Studio album by Amazing Blondel
- Released: 1973
- Recorded: Island Studios
- Genre: Baroque pop
- Length: 35:24
- Label: Island ILPS 9257
- Producer: John Glover and Phil Brown

Amazing Blondel chronology
| England (1972) | Blondel (1973) | Mulgrave Street (1974) |

= Blondel (album) =

Blondel is an album released by the band Amazing Blondel in 1973. It is the first album without the founding member John David Gladwin, and features Steve Winwood on bass, and Simon Kirke of the Free on drums. In one song (Weavers Market) the lead singer of Free and Bad Company, Paul Rodgers appears as a vocal accompanist.

Professional ratings
Review scores
| Source | Rating |
| Allmusic |  |

==Track listing==
All tracks written by Edward Baird

===Island Records – ILPS 9257, 1973===

Side A
| No. | Title | Length |
|---|---|---|
| 1. | "The Leaving of the Country Lover" | 6:34 |
| 2. | "Young Man's Fancy" | 5:20 |
| 3. | "Easy Come, Easy Go" | 6.09 |

Side B
| No. | Title | Length |
|---|---|---|
| 1. | "Sailing" | 4.30 |
| 2. | "Lesson One" | 2.50 |
| 3. | "Festival" | 3:27 |
| 4. | "Weavers Market" | 4:35 |
| 5. | "Depression" | 3:25 |

===Edsel Records – EDCD 460, 1995===

| No. | Title | Length |
|---|---|---|
| 1. | "Prelude" | 2:19 |
| 2. | "The Leaving of the Country Lover" | 4:15 |
| 3. | "Young Man's Fancy" | 5:18 |
| 4. | "Easy Come, Easy Go" | 3:30 |
| 5. | "Solo" | 2:38 |
| 6. | "Sailing" | 4.30 |
| 7. | "Lesson One" | 3.00 |
| 8. | "Festival" | 3:27 |
| 9. | "Weavers Market" | 4:35 |
| 10. | "Depression" | 3:25 |

==Musicians==
- Edward Baird – Vocals, guitar
- Terence Alan Wincott – Vocals, guitar, percussion, flute, crumhorn, piano, recorder
- Adrian Hopkins – Harpsichord, string arrangements
- Steve Winwood – Bass
- Simon Kirke – Drums
- Jack La Roche – String conductor

- Additional Musicians
- Sue Glover – Vocal accompaniment (tracks: B3, B4 and B5)

-=-=-

**Your tasks:**
1/ In the Blondel album text, reproduce the passage between "Blondel is an" and "a vocal accompanist.", inclusive, swapping "drums" for "percussion".
2/ According to the Blondel album text, who wrote all the tracks?
3/ Condense the Blondel album text's paragraph beginning "Blondel is an album released" into a bulleted list that keeps its main facts.
The records come from a separate source, unrelated to the text.

**Rows:**
-=-=-

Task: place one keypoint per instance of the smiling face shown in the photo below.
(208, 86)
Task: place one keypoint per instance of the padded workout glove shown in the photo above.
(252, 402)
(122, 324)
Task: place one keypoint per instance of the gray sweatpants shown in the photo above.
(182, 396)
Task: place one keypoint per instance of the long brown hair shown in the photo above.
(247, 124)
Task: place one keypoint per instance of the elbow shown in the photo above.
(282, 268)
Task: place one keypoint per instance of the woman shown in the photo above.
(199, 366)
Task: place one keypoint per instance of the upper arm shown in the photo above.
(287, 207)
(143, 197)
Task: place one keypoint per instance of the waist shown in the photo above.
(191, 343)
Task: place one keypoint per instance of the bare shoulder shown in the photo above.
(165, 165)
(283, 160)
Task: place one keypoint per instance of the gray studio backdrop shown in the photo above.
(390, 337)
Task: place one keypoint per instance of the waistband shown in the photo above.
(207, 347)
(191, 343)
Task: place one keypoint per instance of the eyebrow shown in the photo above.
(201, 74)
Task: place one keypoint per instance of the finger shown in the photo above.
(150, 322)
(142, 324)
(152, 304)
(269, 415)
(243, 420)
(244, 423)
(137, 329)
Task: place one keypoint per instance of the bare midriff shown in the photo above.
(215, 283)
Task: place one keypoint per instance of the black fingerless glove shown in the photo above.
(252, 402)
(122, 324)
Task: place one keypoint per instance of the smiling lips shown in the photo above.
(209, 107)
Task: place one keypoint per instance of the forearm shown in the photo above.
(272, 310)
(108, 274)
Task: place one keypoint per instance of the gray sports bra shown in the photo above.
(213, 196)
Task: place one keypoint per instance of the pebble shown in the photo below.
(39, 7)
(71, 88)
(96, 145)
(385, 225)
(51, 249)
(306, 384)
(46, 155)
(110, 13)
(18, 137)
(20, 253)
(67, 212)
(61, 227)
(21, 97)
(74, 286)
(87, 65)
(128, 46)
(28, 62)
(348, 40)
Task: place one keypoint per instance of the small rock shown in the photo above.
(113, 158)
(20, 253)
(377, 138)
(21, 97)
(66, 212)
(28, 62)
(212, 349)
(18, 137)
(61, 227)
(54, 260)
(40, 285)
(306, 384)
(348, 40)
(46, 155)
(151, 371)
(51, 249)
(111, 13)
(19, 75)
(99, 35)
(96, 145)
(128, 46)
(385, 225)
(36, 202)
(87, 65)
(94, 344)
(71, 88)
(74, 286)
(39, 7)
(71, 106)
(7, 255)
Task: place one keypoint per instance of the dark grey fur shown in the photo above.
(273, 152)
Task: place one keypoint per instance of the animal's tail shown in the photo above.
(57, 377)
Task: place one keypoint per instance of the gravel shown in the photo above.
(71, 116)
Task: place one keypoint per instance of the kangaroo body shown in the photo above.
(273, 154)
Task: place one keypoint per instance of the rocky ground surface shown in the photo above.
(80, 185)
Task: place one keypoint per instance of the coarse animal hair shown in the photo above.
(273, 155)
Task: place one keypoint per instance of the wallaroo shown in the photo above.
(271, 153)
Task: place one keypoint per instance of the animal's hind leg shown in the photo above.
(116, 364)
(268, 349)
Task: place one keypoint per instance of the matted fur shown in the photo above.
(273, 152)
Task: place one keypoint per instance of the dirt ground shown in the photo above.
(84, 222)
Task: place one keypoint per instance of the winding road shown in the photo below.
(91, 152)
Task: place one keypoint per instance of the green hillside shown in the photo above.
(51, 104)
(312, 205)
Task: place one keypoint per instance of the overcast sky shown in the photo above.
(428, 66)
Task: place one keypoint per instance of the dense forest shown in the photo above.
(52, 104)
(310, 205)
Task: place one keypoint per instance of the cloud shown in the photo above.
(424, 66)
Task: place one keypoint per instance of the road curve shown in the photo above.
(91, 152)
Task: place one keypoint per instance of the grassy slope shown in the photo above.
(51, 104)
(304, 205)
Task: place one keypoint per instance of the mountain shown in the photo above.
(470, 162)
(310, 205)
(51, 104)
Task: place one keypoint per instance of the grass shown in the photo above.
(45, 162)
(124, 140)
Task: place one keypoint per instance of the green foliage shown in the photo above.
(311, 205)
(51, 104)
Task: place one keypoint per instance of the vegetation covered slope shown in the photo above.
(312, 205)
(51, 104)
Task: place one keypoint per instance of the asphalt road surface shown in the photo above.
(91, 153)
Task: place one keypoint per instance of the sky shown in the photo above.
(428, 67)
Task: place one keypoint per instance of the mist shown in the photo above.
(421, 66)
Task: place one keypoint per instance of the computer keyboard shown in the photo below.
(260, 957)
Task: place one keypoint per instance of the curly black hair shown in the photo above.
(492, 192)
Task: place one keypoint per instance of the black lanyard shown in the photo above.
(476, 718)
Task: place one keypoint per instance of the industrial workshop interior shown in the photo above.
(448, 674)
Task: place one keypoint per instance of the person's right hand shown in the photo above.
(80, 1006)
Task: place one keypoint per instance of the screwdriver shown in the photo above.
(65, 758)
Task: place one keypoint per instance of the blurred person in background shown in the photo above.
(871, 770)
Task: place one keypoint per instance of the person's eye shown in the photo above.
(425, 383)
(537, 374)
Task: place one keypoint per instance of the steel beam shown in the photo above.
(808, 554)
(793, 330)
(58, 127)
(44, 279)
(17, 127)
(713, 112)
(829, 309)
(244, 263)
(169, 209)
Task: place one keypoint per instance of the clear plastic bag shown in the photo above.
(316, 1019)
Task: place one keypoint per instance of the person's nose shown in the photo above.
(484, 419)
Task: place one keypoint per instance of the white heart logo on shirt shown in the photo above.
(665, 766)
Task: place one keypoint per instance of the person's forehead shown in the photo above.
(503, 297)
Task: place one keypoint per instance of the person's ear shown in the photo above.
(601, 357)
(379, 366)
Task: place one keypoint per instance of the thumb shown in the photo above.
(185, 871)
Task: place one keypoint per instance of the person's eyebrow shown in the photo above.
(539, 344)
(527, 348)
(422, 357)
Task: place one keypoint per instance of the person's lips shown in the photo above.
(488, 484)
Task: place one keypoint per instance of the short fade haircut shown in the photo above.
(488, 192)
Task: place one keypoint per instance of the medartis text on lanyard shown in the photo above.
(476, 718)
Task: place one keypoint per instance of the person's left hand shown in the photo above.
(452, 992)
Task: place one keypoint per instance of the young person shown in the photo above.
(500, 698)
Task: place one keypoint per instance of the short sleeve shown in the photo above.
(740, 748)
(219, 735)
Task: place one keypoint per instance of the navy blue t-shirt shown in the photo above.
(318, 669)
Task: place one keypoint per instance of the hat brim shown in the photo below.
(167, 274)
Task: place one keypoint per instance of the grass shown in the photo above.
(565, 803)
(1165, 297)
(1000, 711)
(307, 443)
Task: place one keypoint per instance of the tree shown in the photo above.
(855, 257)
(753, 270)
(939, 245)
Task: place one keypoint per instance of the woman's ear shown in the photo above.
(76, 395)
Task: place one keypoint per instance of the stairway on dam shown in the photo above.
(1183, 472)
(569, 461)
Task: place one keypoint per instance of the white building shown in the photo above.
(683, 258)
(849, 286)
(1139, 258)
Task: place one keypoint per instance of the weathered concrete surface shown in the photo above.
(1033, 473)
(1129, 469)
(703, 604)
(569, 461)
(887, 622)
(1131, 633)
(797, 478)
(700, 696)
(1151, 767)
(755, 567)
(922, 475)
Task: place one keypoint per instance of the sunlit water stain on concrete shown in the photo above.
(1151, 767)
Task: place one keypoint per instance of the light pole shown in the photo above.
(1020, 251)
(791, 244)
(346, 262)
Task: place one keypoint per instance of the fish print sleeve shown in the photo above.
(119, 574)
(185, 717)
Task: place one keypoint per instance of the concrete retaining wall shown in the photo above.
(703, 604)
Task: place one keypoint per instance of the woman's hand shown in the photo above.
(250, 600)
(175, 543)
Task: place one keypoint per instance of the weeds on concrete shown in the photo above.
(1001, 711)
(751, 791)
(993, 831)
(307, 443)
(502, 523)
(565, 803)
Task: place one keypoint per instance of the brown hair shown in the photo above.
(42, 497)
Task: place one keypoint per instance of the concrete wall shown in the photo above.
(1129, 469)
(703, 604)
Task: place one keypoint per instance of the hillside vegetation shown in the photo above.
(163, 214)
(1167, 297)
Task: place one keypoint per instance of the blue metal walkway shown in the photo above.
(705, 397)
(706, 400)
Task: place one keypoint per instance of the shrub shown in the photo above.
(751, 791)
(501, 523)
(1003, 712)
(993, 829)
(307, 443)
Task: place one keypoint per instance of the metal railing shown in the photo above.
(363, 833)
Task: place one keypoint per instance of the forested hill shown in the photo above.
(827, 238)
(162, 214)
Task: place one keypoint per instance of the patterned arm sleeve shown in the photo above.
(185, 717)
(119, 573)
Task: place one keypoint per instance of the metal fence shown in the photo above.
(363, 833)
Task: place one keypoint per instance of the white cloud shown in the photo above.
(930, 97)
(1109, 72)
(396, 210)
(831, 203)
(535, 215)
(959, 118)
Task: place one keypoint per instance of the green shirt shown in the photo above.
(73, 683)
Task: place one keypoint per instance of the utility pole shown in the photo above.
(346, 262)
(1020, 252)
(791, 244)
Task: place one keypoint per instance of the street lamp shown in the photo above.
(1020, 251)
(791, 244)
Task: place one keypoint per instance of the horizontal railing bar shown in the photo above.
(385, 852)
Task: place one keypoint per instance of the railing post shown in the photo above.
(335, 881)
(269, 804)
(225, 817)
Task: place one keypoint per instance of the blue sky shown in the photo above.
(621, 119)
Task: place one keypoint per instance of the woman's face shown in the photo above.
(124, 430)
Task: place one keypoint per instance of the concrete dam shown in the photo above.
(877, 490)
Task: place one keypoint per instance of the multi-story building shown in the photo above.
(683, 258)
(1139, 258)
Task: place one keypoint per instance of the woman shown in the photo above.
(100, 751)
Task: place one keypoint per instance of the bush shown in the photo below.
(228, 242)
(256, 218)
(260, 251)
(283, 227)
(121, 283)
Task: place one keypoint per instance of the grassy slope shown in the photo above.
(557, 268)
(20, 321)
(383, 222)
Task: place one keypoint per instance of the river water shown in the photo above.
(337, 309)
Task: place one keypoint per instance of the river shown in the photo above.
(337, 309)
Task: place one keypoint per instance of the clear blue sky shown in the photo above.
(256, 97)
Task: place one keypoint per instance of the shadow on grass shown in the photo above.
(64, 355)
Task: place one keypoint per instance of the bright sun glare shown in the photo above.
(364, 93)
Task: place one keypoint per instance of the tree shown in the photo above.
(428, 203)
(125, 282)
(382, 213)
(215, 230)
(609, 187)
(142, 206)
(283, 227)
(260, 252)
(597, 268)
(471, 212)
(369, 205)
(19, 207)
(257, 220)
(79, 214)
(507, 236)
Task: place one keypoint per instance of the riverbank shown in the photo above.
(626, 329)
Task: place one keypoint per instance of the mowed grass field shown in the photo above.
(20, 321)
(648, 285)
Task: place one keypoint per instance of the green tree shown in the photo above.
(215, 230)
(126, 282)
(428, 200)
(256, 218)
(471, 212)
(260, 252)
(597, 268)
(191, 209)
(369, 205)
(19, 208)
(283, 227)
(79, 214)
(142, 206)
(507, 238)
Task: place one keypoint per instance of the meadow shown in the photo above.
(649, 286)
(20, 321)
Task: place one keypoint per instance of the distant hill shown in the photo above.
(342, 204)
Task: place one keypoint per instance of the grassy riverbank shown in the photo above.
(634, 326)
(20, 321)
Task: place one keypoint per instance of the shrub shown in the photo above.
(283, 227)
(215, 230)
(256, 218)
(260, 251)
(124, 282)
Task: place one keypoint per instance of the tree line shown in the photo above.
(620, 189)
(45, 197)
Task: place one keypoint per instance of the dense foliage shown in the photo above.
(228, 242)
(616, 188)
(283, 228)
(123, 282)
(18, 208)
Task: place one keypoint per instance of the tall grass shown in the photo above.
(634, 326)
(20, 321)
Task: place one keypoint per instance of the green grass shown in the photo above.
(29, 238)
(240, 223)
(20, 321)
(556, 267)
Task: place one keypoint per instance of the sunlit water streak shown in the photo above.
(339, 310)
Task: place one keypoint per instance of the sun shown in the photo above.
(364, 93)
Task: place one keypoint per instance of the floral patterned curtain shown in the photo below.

-=-=-

**Task results:**
1/
Blondel is an album released by the band Amazing Blondel in 1973. It is the first album without the founding member John David Gladwin, and features Steve Winwood on bass, and Simon Kirke of the Free on percussion. In one song (Weavers Market) the lead singer of Free and Bad Company, Paul Rodgers appears as a vocal accompanist.

2/ Edward Baird

3/
- Album by Amazing Blondel, released in 1973
- First album without founding member John David Gladwin
- Steve Winwood plays bass
- Simon Kirke of Free plays drums
- Paul Rodgers, lead singer of Free and Bad Company, is a vocal accompanist on "Weavers Market"